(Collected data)
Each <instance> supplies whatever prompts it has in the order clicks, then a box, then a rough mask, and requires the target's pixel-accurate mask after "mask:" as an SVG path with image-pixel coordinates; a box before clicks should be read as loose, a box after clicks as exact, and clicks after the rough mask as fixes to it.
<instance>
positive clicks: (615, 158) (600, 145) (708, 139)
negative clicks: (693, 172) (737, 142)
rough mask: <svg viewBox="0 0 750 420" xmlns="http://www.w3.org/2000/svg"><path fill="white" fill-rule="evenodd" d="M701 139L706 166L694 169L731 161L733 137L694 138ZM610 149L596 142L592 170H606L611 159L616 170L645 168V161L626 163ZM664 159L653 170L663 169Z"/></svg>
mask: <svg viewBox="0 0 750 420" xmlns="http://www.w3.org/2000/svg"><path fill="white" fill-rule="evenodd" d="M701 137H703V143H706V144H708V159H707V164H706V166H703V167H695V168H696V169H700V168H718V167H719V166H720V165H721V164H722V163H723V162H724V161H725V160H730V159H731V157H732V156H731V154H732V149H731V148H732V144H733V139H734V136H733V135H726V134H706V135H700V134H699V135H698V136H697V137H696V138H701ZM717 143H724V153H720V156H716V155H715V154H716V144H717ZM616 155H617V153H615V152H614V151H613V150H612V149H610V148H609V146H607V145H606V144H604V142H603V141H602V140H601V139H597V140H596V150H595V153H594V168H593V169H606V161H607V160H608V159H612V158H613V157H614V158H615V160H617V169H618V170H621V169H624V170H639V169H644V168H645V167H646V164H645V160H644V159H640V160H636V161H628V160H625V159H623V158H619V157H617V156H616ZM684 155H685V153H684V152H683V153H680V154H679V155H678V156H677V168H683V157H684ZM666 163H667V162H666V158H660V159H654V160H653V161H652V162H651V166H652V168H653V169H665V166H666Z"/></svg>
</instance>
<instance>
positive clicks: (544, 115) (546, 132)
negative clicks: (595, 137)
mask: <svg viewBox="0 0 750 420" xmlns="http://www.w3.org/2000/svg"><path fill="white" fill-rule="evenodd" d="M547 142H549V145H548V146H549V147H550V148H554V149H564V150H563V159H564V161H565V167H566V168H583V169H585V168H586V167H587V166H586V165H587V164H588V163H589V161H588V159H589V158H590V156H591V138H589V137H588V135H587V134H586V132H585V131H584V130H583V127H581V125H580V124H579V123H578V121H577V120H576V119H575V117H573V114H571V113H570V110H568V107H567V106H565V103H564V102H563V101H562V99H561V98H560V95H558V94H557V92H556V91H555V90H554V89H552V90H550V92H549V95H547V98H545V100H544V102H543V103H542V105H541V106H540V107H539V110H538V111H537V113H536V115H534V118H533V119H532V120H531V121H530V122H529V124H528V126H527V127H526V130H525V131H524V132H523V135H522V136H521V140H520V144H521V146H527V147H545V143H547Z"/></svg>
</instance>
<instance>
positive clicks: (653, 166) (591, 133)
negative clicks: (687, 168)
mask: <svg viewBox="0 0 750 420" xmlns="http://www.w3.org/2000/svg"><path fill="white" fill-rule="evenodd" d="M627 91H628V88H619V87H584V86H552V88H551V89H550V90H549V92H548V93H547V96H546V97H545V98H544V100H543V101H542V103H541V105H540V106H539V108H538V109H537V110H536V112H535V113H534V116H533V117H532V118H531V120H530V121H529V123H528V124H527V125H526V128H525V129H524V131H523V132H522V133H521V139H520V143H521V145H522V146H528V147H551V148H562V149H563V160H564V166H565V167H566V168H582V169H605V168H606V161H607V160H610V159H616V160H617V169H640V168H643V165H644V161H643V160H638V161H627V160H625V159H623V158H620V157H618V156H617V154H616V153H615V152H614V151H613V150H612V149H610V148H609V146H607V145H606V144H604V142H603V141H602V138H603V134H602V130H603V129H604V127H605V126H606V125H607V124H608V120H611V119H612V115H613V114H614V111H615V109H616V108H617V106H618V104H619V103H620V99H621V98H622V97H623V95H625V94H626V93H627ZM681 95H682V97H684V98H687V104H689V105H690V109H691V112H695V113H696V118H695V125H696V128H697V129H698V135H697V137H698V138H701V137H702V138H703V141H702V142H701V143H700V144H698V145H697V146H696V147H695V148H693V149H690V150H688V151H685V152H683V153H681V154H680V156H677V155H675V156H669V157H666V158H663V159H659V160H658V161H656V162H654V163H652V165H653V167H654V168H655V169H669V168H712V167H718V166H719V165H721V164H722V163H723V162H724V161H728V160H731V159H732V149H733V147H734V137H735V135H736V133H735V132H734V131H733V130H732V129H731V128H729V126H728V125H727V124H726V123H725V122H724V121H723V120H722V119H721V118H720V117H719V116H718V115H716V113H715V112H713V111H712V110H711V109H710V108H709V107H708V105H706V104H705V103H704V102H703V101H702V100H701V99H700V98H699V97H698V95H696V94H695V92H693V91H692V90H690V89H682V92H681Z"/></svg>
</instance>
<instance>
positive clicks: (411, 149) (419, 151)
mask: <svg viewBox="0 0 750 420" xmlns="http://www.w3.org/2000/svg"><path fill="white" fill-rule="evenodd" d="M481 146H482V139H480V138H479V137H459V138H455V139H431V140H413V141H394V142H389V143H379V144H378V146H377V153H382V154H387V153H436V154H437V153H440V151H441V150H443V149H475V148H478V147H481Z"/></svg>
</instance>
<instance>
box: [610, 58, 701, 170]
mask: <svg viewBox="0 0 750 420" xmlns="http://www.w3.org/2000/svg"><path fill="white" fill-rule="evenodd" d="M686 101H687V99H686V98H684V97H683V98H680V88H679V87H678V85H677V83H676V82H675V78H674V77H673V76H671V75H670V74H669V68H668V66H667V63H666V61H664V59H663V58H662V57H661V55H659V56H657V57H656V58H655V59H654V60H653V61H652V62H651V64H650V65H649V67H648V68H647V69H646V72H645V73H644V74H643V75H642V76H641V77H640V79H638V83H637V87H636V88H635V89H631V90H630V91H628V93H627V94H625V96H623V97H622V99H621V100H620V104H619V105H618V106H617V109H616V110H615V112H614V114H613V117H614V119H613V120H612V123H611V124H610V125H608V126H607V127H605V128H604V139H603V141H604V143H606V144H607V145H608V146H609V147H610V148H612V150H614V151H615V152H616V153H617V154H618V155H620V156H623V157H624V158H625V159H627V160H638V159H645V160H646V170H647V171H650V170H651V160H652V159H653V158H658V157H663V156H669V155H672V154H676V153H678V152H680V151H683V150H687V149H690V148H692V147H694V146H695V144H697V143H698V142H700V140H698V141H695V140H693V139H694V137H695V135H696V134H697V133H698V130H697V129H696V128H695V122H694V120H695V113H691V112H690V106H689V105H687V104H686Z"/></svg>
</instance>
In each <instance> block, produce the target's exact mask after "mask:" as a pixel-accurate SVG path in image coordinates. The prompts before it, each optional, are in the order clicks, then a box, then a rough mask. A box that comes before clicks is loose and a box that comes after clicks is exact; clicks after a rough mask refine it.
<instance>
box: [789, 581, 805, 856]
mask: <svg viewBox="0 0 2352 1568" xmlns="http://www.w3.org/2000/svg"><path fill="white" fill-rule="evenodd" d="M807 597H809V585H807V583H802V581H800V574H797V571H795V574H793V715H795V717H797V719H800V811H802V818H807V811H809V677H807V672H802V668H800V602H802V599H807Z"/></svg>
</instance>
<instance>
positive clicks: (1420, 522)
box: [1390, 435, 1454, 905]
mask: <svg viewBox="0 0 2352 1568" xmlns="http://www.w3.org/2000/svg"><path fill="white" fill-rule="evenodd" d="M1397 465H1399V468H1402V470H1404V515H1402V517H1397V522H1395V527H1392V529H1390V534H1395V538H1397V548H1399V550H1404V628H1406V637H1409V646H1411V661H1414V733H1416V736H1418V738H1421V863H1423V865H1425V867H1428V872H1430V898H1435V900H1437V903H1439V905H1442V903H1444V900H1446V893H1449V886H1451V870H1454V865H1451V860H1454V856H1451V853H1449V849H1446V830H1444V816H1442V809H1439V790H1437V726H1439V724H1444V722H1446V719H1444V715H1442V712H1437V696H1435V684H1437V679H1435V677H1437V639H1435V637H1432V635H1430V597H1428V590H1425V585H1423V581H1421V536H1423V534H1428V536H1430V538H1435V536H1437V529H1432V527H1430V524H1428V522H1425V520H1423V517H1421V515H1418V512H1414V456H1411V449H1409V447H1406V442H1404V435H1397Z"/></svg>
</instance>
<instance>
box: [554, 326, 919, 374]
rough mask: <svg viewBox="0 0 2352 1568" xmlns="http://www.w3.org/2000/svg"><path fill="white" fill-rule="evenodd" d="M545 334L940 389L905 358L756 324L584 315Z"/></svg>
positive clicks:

• **Task to complete**
Up to and including the line that contains "negative clicks: (693, 172) (737, 142)", restate word for word every line of the entries, starting from the first.

• **Output for this exercise**
Each <instance> supplies whatever prompts it has in the order clicks, then a box, then a rough mask, and requires the target's pixel-accurate mask after "mask:" as an SVG path with image-pixel coordinates; a box before clicks should be read as loose, a box after clicks as exact, and clicks after the rough mask as fixes to it.
<instance>
positive clicks: (615, 158) (600, 145) (708, 139)
negative clicks: (693, 172) (737, 142)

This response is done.